— begin Data to process —

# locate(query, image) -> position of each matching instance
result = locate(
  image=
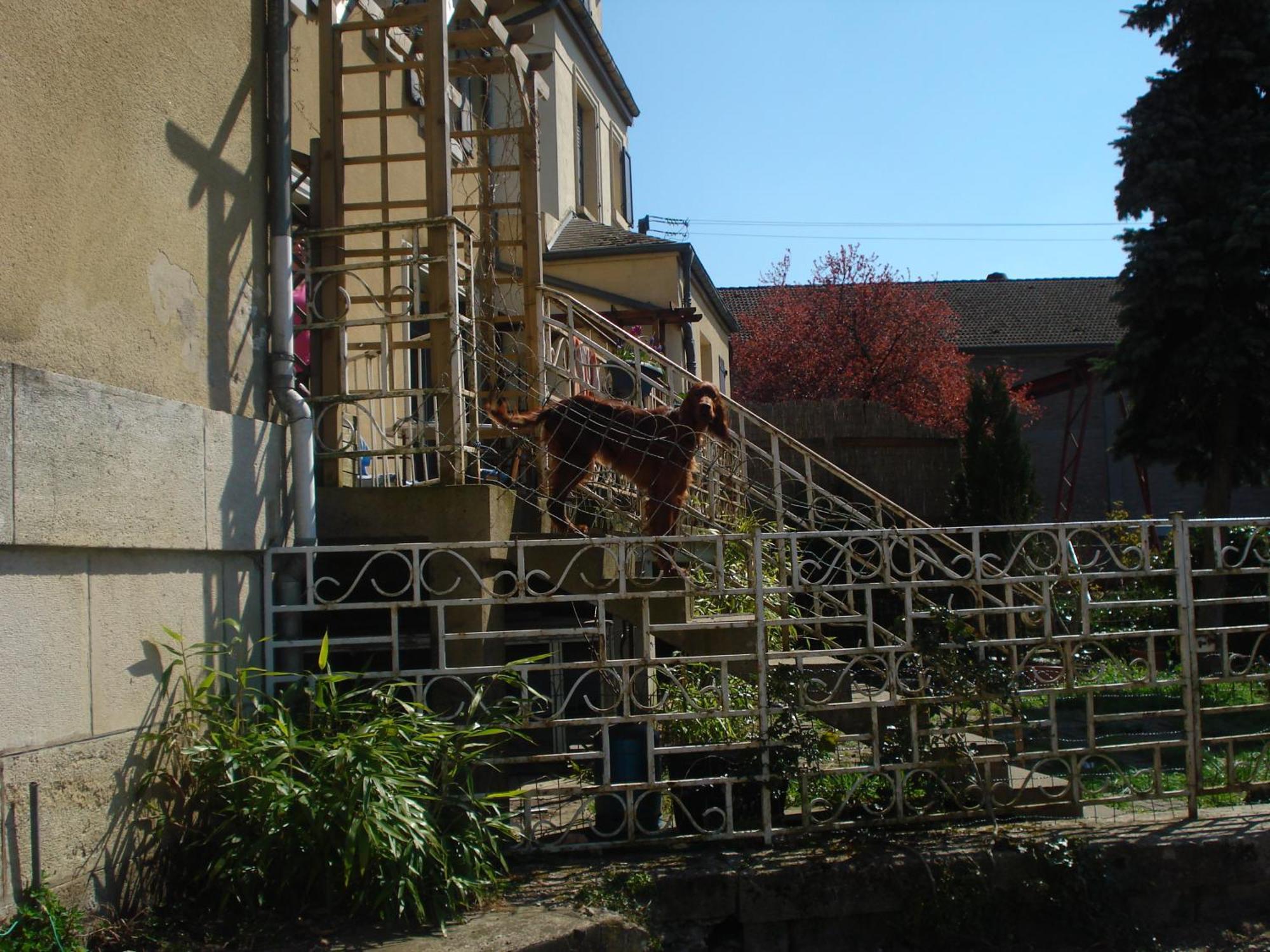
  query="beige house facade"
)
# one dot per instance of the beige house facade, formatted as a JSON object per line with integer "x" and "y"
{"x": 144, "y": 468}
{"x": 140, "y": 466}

— end Data to process —
— begin Data to process —

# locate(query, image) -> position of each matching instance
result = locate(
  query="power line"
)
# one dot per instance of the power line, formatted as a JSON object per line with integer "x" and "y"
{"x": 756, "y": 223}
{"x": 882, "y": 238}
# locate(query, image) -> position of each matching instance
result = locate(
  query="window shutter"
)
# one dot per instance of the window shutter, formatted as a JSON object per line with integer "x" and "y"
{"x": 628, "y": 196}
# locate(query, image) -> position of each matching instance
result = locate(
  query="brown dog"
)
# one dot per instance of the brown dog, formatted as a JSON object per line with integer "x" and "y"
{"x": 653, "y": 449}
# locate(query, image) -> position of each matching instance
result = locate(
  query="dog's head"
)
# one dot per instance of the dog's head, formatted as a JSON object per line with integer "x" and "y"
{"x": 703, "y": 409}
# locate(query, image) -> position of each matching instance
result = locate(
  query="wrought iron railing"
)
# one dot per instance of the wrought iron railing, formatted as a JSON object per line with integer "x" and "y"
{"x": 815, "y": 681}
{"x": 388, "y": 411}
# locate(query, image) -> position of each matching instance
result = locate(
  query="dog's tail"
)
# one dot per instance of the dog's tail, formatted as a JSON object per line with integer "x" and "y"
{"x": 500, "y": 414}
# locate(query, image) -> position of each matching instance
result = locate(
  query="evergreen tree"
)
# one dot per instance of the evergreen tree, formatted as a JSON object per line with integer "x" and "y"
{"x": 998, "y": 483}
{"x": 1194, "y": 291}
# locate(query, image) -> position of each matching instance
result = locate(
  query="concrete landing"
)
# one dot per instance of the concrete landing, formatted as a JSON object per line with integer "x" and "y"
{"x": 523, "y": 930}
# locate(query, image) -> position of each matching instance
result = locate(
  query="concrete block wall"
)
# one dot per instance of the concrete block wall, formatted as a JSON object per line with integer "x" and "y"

— end Data to process —
— begin Data to process —

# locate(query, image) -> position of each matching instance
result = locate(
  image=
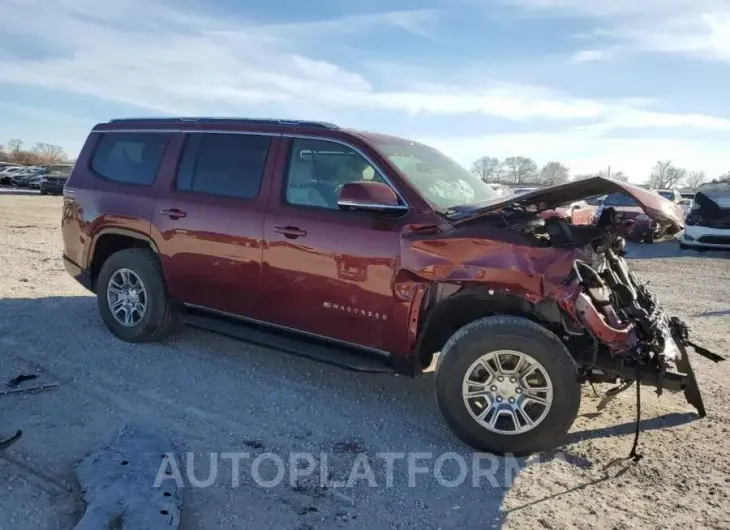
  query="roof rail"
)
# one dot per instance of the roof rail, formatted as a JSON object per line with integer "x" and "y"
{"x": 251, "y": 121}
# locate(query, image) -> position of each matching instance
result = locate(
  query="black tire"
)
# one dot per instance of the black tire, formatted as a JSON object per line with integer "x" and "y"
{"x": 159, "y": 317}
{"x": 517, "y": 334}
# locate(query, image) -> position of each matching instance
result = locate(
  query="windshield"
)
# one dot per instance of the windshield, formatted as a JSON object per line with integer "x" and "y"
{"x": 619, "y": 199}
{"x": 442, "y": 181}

— end Data to process —

State how many lines in the material above contain the string "head", with case counting. Reply with the number alone.

2